**EXERCISE BRIEF:**
Rewrite every one of the records below, swapping "Flag" for "Mark" and keeping everything else the same. Omit the picture lines from your output.

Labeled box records
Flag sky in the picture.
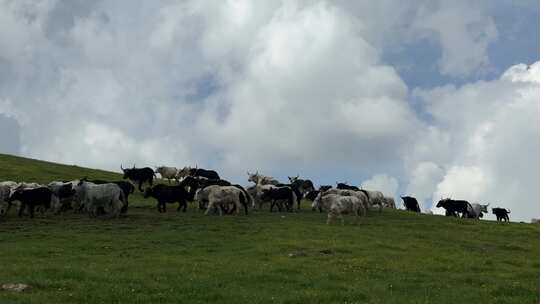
[0,0,540,221]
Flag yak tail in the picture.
[238,191,248,215]
[120,191,128,213]
[291,191,300,209]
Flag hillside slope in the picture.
[0,156,540,303]
[0,154,122,184]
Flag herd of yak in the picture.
[0,166,510,223]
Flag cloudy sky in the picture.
[0,0,540,220]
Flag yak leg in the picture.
[19,202,26,217]
[139,180,143,192]
[28,204,34,218]
[204,203,214,215]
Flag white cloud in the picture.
[413,1,497,76]
[405,161,445,210]
[421,62,540,220]
[0,0,540,218]
[361,174,399,204]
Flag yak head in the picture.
[436,198,450,208]
[120,164,135,179]
[287,174,300,184]
[247,170,260,184]
[176,166,191,179]
[143,187,153,198]
[480,204,489,213]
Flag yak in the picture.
[120,165,155,192]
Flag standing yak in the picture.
[401,196,420,213]
[120,165,155,192]
[437,198,472,218]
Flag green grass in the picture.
[0,155,540,303]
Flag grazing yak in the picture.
[288,175,315,199]
[120,165,155,192]
[261,187,299,212]
[177,167,220,179]
[144,184,193,212]
[401,196,420,213]
[383,196,396,209]
[336,182,360,191]
[304,190,321,202]
[247,171,279,185]
[47,182,76,214]
[276,184,304,210]
[8,187,59,218]
[312,189,372,212]
[81,178,135,213]
[319,185,332,192]
[155,166,178,184]
[360,189,386,212]
[491,208,510,222]
[0,184,12,216]
[204,185,248,215]
[468,203,489,220]
[437,198,472,218]
[75,181,126,217]
[312,194,366,225]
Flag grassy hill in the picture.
[0,155,540,303]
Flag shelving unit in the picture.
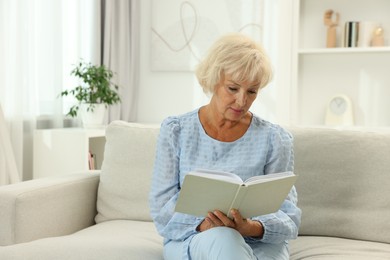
[33,128,106,179]
[291,0,390,127]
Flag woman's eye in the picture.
[228,87,238,92]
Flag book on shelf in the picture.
[175,170,298,218]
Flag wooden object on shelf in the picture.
[371,26,385,47]
[324,9,340,48]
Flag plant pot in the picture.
[79,104,107,128]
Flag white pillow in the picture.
[95,121,159,223]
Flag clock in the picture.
[325,94,354,126]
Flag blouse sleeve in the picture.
[149,117,202,240]
[247,127,301,243]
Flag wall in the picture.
[137,0,206,123]
[137,0,292,124]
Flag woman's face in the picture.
[211,75,259,121]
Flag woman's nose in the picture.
[236,93,247,107]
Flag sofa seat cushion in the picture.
[290,127,390,244]
[290,236,390,260]
[0,220,163,260]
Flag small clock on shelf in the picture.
[325,94,354,126]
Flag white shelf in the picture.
[33,128,106,179]
[291,0,390,127]
[298,47,390,54]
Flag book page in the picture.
[175,174,240,216]
[238,175,298,218]
[188,169,243,184]
[245,172,295,185]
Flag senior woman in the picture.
[150,33,301,260]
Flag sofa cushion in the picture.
[290,236,390,260]
[95,121,159,223]
[0,220,163,260]
[289,127,390,243]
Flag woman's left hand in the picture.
[200,209,264,238]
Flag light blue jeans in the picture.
[164,227,289,260]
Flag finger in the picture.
[214,210,234,227]
[207,212,223,226]
[230,209,245,225]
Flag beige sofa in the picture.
[0,121,390,260]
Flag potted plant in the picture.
[60,61,120,127]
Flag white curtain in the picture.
[0,0,101,183]
[102,0,140,122]
[0,105,20,185]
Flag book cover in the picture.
[175,170,297,218]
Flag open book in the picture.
[175,170,297,218]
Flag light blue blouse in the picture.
[150,109,301,259]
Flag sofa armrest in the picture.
[0,171,100,246]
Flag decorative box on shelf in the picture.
[33,128,106,179]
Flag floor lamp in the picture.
[0,105,20,185]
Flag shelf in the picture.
[298,46,390,54]
[33,128,106,179]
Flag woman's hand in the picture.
[198,209,264,238]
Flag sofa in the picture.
[0,121,390,260]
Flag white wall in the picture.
[137,0,202,123]
[137,0,292,124]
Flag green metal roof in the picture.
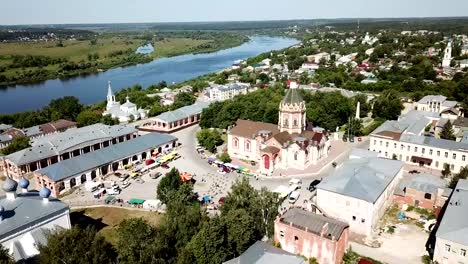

**WRITTEN ANSWER:**
Mark sky in the picture.
[0,0,540,221]
Mark yak tail in the picture.
[238,191,248,215]
[120,191,128,213]
[291,191,300,209]
Mark hillside slope in the picture.
[0,156,540,303]
[0,154,122,184]
Mark herd of yak in the picture.
[0,166,510,223]
Mark cloudy sky in the picture.
[0,0,540,220]
Mark yak leg in the picture.
[19,202,26,217]
[139,180,143,192]
[28,204,34,218]
[204,203,214,215]
Mark white cloud in the picture.
[413,1,497,76]
[405,161,445,210]
[421,62,540,220]
[0,0,540,218]
[361,174,399,204]
Mark yak head in the picture.
[436,198,450,208]
[120,164,135,179]
[287,174,300,184]
[247,170,260,184]
[176,166,191,179]
[143,187,153,198]
[480,204,489,213]
Mark yak in the picture.
[120,165,155,192]
Mark standing yak in the picture.
[401,196,420,213]
[120,165,155,192]
[437,198,472,218]
Mark green grass in the picture.
[0,155,540,303]
Mark grazing yak in the picture.
[288,175,315,199]
[120,165,155,192]
[261,187,299,212]
[177,167,220,179]
[144,184,193,212]
[401,196,420,213]
[383,196,396,209]
[336,182,360,191]
[304,190,321,202]
[247,171,279,185]
[47,182,76,214]
[276,184,304,210]
[8,187,59,218]
[312,189,372,212]
[81,178,135,213]
[319,185,332,192]
[155,166,178,184]
[360,189,386,212]
[491,208,510,222]
[0,184,12,216]
[204,185,248,215]
[468,203,489,220]
[437,198,472,218]
[75,181,126,217]
[312,194,366,225]
Mark grassy hill in the picture.
[0,155,540,303]
Mark shelving unit in the picture.
[33,128,106,179]
[291,0,390,127]
Mark woman's eye in the picture.
[228,87,238,92]
Mark book on shelf in the picture.
[175,170,298,218]
Mark wooden object on shelf in the picture.
[371,26,385,47]
[324,9,340,48]
Mark plant pot in the picture.
[79,104,107,128]
Mark white pillow in the picture.
[95,121,159,223]
Mark clock in the picture.
[325,94,354,126]
Mark blouse sleeve in the picture.
[149,117,202,240]
[247,127,301,243]
Mark wall in the picture.
[137,0,206,123]
[137,0,292,124]
Mark woman's face in the picture.
[211,75,259,121]
Mark woman's nose in the picture.
[236,93,247,107]
Mark sofa seat cushion in the picture.
[290,127,390,244]
[290,236,390,260]
[0,220,163,260]
Mark small clock on shelf in the picture.
[325,94,354,126]
Mark white shelf in the picture.
[33,128,106,179]
[291,0,390,127]
[298,47,390,54]
Mark book page in the picture.
[175,174,240,216]
[238,175,298,218]
[188,169,243,184]
[245,172,295,185]
Mark senior woman in the picture.
[150,33,301,260]
Mark sofa cushion in the picture.
[290,236,390,260]
[95,121,159,223]
[0,220,163,260]
[289,127,390,243]
Mark woman's left hand in the picture.
[200,209,264,238]
Mark light blue jeans in the picture.
[164,227,289,260]
Mark finger in the picture.
[214,210,234,227]
[207,212,223,226]
[230,209,245,225]
Mark beige sofa in the picture.
[0,121,390,260]
Mark potted plant in the picture.
[60,61,120,127]
Mark white curtain in the picture.
[0,0,101,183]
[102,0,140,122]
[0,105,20,185]
Mark book cover in the picture.
[175,170,297,218]
Mark open book in the picture.
[175,170,297,218]
Mark light blue blouse in the picture.
[150,109,301,259]
Mark sofa armrest in the picture.
[0,171,100,246]
Mark decorative box on shelf in the picture.
[33,128,106,179]
Mark floor lamp in the picture.
[0,105,20,185]
Mark shelf in the picture.
[298,46,390,54]
[33,128,106,179]
Mark woman's hand in the picture.
[198,209,264,238]
Mark sofa in the picture.
[0,121,390,260]
Mark white wall in the picture.
[137,0,202,123]
[137,0,292,124]
Mark green metal roof in the picture.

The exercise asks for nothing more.